## EXTRACTED MATERIAL
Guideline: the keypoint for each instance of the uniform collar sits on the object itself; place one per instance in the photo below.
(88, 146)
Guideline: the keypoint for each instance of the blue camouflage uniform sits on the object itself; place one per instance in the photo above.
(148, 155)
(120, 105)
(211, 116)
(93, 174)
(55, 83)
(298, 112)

...

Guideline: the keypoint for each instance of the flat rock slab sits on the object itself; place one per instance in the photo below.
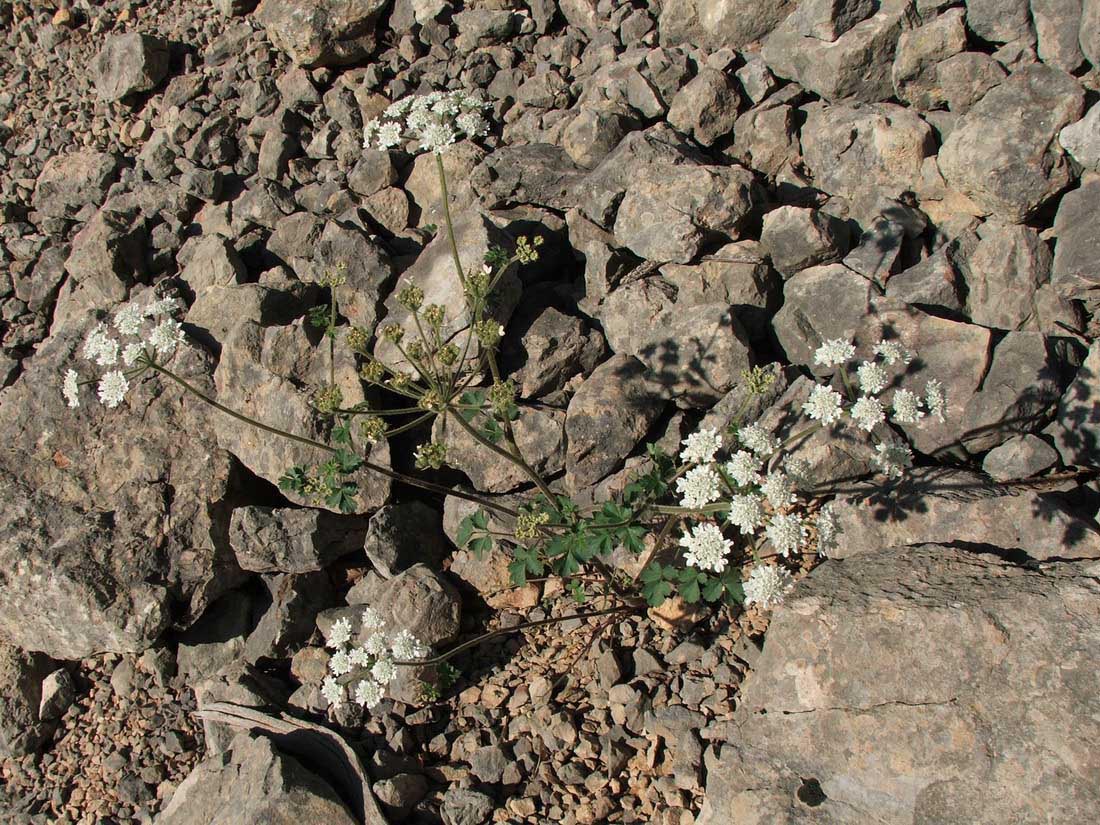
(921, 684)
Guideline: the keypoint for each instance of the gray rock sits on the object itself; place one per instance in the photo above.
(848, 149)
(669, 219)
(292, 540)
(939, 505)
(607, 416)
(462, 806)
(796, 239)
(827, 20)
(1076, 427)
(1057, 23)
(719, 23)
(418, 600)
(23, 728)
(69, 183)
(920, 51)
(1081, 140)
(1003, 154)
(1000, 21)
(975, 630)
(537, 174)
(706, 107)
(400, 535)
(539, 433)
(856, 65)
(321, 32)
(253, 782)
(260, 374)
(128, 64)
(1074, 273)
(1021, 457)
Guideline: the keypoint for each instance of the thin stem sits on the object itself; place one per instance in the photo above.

* * *

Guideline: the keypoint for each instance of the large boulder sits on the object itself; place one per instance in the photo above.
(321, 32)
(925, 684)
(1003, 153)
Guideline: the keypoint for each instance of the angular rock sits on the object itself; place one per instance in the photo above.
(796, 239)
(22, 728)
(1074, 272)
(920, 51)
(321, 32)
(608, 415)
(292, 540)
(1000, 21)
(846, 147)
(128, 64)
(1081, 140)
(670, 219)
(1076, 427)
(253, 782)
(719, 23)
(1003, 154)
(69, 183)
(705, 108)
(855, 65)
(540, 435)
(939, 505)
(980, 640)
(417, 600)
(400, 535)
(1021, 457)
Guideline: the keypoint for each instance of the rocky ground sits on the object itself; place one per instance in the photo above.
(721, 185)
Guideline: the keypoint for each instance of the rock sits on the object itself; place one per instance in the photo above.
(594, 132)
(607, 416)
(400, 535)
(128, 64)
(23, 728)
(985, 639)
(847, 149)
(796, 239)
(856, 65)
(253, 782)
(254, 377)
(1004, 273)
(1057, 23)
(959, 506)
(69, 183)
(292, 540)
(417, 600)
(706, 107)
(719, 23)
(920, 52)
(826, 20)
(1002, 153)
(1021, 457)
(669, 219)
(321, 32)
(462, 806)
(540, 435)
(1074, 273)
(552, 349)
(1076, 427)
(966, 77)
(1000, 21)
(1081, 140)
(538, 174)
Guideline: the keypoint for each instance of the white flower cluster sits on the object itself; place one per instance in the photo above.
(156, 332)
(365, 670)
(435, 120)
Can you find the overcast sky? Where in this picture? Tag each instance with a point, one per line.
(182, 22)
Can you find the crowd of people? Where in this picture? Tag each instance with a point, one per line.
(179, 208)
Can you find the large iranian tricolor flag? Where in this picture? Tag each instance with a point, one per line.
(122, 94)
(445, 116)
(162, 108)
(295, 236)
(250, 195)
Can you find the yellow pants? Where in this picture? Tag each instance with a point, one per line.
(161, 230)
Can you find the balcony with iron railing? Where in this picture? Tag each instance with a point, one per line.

## SHORT PROBLEM
Copy the listing again starting with the line containing "Can you find the crowd" and going on through the line containing "Can you find the balcony", replacing "iron railing" with "wooden railing" and leaving everything else unchanged.

## FULL OUTPUT
Can you find the crowd of people? Where in this picture? Tag each instance with a point, one per line.
(179, 208)
Can you find the large iranian tricolor flag? Where in this picture? Tag each instance with a point, one per line.
(122, 94)
(445, 116)
(162, 108)
(295, 236)
(250, 195)
Can you find the yellow pants? Where in this picture? Tag each instance with a point, one per line.
(161, 230)
Can you find the balcony with wooden railing? Where in this picture? Tag each instance with a point, one per line.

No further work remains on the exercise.